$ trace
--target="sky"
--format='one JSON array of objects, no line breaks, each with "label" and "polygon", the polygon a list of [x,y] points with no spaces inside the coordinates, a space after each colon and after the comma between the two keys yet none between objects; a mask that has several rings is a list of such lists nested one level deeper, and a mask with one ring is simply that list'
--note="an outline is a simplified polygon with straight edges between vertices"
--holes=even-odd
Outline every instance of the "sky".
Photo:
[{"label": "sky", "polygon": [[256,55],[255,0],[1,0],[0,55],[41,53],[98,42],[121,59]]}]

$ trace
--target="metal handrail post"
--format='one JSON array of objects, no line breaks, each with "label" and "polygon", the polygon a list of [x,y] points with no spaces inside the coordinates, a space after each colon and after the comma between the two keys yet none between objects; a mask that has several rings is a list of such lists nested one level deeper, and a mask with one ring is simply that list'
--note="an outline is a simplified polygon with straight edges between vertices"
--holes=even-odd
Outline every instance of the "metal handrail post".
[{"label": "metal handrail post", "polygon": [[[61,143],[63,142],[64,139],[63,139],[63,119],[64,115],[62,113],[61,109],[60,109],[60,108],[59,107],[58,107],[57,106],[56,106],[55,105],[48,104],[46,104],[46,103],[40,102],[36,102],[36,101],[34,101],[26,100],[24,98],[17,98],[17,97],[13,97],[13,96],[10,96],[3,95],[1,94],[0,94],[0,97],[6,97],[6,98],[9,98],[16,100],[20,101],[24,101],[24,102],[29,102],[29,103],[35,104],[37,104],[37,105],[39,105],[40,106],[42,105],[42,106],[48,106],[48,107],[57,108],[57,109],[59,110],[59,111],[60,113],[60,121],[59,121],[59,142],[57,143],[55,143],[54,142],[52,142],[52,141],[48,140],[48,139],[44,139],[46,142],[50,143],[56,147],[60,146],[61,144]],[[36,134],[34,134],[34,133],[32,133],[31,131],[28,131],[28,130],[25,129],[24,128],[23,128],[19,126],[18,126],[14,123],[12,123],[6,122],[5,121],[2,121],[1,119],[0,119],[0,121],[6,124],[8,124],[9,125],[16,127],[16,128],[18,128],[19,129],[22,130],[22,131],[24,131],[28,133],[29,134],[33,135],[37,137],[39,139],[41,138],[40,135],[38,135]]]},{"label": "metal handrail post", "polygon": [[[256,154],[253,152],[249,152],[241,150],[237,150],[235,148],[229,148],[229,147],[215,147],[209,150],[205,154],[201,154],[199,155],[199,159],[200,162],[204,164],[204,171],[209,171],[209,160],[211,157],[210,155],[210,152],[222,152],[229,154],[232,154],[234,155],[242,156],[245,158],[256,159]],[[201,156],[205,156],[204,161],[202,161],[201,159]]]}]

---------------

- **WORK TO COMPLETE**: Output all of the material exactly as written.

- **FINISHED EXERCISE**:
$ trace
--target="sky"
--format='one JSON array of objects, no line breaks, each with "label" and "polygon", the polygon a list of [x,y] points with no spaces inside the coordinates, a space after each colon and after the comma between the two keys yet none between objects; a mask that has several rings is a list of such lists nested one level deeper, and a mask with one ring is simply that list'
--note="an outline is a simplified polygon with straight edges between vertices"
--holes=even-odd
Outline every instance of the "sky".
Photo:
[{"label": "sky", "polygon": [[256,55],[255,0],[1,0],[0,55],[41,53],[98,42],[121,59]]}]

$ trace
--target="metal handrail post"
--format='one JSON array of objects, no line breaks, each with "label" and "polygon", the polygon a list of [x,y] points with no spaces inside the coordinates, a space after each colon and after the comma between the two keys yet none between objects; a mask that has several rings is a list of such lists nested one level deeper, and a mask with one ring is simply that list'
--note="an outline is a simplified polygon with straight edges between vertices"
--holes=even-odd
Outline every instance of the "metal handrail post".
[{"label": "metal handrail post", "polygon": [[[61,143],[63,142],[64,139],[63,139],[63,119],[64,115],[62,113],[61,109],[60,109],[60,108],[59,107],[58,107],[57,106],[56,106],[55,105],[48,104],[46,104],[46,103],[40,102],[36,102],[36,101],[34,101],[26,100],[24,98],[17,98],[17,97],[13,97],[13,96],[10,96],[3,95],[1,94],[0,94],[0,97],[6,97],[6,98],[9,98],[16,100],[20,101],[24,101],[24,102],[29,102],[29,103],[35,104],[37,104],[37,105],[39,105],[40,106],[42,105],[42,106],[48,106],[48,107],[57,108],[57,109],[59,110],[59,111],[60,113],[60,121],[59,121],[59,142],[57,143],[55,143],[54,142],[52,142],[52,141],[48,140],[48,139],[44,139],[46,142],[50,143],[56,147],[60,146],[61,144]],[[36,134],[34,134],[34,133],[32,133],[31,131],[28,131],[28,130],[25,129],[24,128],[23,128],[19,126],[18,126],[14,123],[12,123],[6,122],[5,121],[2,121],[1,119],[0,119],[0,121],[6,124],[8,124],[9,125],[16,127],[16,128],[18,128],[19,129],[22,130],[22,131],[24,131],[28,133],[29,134],[33,135],[37,137],[39,139],[41,138],[40,135],[38,135]]]},{"label": "metal handrail post", "polygon": [[[256,154],[253,152],[249,152],[241,150],[237,150],[235,148],[229,148],[229,147],[215,147],[209,150],[205,154],[201,154],[199,155],[199,159],[200,162],[204,164],[204,171],[209,171],[209,160],[211,157],[210,155],[210,152],[222,152],[229,154],[232,154],[234,155],[242,156],[245,158],[256,159]],[[201,156],[205,156],[204,161],[202,161],[201,159]]]}]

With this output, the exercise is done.